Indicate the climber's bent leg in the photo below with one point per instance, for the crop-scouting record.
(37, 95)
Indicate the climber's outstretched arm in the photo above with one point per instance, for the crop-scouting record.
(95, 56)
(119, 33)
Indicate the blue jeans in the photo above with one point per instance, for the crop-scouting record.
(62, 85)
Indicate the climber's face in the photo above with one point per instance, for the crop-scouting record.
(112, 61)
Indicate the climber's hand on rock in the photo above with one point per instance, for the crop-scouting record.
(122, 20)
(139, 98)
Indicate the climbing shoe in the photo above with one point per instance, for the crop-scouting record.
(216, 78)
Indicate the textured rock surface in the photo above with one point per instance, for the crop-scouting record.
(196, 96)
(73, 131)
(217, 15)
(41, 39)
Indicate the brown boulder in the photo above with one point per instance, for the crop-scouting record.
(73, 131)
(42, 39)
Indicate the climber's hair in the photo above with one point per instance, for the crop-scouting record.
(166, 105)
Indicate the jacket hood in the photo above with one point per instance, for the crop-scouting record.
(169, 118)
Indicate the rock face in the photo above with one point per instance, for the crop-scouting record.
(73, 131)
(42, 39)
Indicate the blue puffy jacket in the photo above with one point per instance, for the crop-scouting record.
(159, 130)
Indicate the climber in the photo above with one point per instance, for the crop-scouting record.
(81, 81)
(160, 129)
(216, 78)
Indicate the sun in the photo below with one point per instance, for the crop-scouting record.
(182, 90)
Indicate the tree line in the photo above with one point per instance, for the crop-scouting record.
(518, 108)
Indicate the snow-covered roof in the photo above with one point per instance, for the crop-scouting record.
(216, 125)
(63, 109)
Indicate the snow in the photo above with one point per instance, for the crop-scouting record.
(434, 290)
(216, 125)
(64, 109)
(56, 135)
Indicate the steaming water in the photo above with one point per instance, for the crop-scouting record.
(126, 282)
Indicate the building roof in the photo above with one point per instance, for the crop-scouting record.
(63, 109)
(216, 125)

§ What to do
Your answer must be the full listing above, reproduced exactly.

§ Output for this task
Indicate the climber's bent leg in the photo below with one point per instance, for the crop-scouting record.
(37, 95)
Indicate the climber's outstretched arm in the photo above with one point per instance, for the crop-scouting record.
(95, 56)
(119, 33)
Indicate the blue jeans in the photo above with one point per instance, for the crop-scouting record.
(62, 85)
Indicate the climber's face in the photo above with one point per instance, for the crop-scouting record.
(112, 61)
Indicate the climber's hand on rock in the photo above with one point per instance, for the crop-scouting record.
(122, 20)
(139, 98)
Indicate the climbing shoe in the photo above with one point per instance, for the crop-scouting record.
(216, 78)
Indicate the textured rock surface in the photo above with one point per instance, for the crop-scouting record.
(196, 96)
(73, 131)
(217, 15)
(41, 39)
Indicate the brown boulder in the photo above with one point per instance, for the crop-scouting record.
(73, 131)
(42, 39)
Indicate the climber's hair in the photo above with one point per instance, for the crop-scouting record.
(166, 105)
Indicate the jacket hood in the photo above with one point per instance, for the crop-scouting record.
(169, 118)
Indicate the rock face in the photo above with one point per instance, for the crop-scouting record.
(73, 131)
(42, 39)
Indicate the blue puffy jacket in the photo above with one point per instance, for the crop-scouting record.
(159, 130)
Indicate the climber in the photo above with one point per instance, for the crop-scouting record.
(81, 81)
(160, 129)
(216, 78)
Indicate the sun in the photo below with one point per instance, for the crop-scouting record.
(182, 90)
Indicate the tree line in the photo above with one point per instance, for the crop-scouting record.
(518, 108)
Indicate the snow-covered roof in the photo above with one point per instance, for the crop-scouting record.
(216, 125)
(63, 109)
Indicate the snow in the photo above with one point per instance, for the crop-scouting record.
(434, 290)
(216, 125)
(64, 109)
(56, 135)
Indicate the steaming water in the photo above with one point per instance, for the crop-scouting record.
(126, 282)
Indicate the building roof in the photo above with one point per instance, for the crop-scouting record.
(63, 109)
(216, 125)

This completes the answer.